[Named-object pointing records]
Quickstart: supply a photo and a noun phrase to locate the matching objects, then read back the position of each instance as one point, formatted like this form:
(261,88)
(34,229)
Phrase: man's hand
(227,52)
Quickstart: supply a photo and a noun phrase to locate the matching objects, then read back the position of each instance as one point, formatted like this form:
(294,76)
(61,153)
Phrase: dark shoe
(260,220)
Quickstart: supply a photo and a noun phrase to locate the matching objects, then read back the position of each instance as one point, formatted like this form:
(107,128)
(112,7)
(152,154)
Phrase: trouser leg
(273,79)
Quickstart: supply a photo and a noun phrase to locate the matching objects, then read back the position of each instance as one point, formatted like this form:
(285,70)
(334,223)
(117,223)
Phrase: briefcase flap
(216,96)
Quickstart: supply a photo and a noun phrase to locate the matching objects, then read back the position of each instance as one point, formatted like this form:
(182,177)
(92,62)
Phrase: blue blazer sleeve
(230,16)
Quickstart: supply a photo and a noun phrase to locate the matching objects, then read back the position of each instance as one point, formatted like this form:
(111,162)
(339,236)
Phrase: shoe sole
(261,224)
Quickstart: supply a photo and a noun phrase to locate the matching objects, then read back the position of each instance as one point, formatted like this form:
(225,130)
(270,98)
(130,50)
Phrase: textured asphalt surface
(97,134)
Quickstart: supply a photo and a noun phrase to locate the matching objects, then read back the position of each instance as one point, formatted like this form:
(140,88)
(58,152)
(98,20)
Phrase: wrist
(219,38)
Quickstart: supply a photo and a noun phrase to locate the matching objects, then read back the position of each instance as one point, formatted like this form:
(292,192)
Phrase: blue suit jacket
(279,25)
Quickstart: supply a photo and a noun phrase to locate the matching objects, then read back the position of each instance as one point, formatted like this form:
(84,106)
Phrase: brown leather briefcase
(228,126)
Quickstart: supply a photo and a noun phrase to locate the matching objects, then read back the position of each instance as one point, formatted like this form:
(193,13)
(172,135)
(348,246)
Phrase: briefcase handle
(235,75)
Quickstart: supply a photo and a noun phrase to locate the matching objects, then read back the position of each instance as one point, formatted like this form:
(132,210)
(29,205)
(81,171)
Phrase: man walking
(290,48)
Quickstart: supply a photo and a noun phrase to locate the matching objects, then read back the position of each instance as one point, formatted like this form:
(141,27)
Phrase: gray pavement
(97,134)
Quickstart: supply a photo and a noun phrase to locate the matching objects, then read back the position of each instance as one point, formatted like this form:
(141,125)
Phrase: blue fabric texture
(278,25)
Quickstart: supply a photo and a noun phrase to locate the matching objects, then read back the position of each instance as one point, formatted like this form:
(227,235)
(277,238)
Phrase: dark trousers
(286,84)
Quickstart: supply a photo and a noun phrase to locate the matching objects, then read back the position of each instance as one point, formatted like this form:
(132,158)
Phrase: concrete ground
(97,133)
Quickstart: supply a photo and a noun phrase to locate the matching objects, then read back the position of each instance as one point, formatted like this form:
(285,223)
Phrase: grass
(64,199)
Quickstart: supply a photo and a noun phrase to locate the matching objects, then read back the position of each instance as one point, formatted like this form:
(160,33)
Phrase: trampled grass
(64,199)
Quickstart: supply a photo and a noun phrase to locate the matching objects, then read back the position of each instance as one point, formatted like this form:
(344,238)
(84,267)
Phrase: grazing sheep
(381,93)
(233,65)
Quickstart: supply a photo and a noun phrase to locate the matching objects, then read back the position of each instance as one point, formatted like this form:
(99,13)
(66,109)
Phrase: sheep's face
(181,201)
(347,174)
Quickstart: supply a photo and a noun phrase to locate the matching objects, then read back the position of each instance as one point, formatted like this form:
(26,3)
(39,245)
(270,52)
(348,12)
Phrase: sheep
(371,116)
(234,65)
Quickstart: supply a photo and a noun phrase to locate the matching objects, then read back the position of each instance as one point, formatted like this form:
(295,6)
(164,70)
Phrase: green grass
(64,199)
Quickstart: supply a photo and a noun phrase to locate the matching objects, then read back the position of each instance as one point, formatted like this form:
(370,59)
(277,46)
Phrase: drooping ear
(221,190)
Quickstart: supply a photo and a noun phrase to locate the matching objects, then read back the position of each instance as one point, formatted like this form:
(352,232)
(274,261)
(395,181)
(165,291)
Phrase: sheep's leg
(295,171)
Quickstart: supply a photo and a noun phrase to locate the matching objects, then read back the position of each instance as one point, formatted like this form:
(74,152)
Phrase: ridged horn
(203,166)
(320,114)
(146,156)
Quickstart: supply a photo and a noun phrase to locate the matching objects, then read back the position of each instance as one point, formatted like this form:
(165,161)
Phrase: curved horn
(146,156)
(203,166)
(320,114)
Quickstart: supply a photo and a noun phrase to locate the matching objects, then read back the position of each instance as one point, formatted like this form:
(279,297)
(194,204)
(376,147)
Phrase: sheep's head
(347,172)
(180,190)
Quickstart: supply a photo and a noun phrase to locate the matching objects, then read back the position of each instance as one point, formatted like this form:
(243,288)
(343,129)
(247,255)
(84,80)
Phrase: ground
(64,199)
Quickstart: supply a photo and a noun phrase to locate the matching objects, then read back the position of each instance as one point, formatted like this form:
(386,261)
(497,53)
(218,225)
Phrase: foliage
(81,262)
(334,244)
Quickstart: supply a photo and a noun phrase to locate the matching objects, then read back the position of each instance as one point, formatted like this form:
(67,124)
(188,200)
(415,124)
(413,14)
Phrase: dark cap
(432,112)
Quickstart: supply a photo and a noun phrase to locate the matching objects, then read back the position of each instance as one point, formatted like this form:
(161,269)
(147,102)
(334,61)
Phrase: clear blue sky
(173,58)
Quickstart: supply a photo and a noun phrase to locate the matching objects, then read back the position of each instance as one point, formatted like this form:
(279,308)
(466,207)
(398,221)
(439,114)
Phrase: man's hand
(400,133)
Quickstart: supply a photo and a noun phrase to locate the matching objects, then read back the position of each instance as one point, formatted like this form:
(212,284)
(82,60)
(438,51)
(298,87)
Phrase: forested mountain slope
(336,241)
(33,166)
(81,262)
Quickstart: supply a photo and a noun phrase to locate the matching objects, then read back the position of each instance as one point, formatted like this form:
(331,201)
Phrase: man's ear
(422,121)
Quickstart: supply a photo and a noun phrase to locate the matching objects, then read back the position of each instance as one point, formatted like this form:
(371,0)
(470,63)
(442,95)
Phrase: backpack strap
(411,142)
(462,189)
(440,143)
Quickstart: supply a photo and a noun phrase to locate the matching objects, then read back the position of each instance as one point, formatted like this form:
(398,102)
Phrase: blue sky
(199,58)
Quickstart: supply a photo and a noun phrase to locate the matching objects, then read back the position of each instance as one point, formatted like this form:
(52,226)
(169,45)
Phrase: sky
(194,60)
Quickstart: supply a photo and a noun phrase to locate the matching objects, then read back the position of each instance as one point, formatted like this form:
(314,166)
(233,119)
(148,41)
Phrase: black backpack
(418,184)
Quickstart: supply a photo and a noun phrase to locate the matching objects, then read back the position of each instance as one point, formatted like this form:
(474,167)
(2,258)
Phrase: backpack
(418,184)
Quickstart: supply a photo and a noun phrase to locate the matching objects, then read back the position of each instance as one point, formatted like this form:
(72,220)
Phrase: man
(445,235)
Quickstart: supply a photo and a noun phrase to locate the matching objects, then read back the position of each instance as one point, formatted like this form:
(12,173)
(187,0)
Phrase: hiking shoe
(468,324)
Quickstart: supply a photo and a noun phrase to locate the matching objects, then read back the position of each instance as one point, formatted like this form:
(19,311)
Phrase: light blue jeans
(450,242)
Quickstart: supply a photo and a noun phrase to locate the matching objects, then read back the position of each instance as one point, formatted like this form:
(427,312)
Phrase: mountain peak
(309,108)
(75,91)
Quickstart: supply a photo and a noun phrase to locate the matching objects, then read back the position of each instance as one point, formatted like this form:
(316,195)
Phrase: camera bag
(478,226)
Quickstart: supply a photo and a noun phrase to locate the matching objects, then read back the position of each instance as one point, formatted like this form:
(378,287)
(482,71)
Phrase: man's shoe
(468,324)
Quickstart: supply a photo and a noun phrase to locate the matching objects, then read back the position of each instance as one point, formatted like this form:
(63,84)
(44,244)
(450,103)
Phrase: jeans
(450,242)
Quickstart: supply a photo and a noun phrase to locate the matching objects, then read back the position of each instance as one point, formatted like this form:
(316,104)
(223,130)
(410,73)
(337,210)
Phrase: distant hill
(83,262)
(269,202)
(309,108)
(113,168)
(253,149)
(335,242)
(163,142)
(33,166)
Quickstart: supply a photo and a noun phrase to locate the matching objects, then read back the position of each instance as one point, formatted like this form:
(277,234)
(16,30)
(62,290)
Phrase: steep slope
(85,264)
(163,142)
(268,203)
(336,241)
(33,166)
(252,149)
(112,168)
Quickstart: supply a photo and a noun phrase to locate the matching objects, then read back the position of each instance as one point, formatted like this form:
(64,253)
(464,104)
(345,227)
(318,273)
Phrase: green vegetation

Task prompt -
Return each line in the records above that contains the word "green".

Solved problem -
Phrase: green grass
Phrase: green vegetation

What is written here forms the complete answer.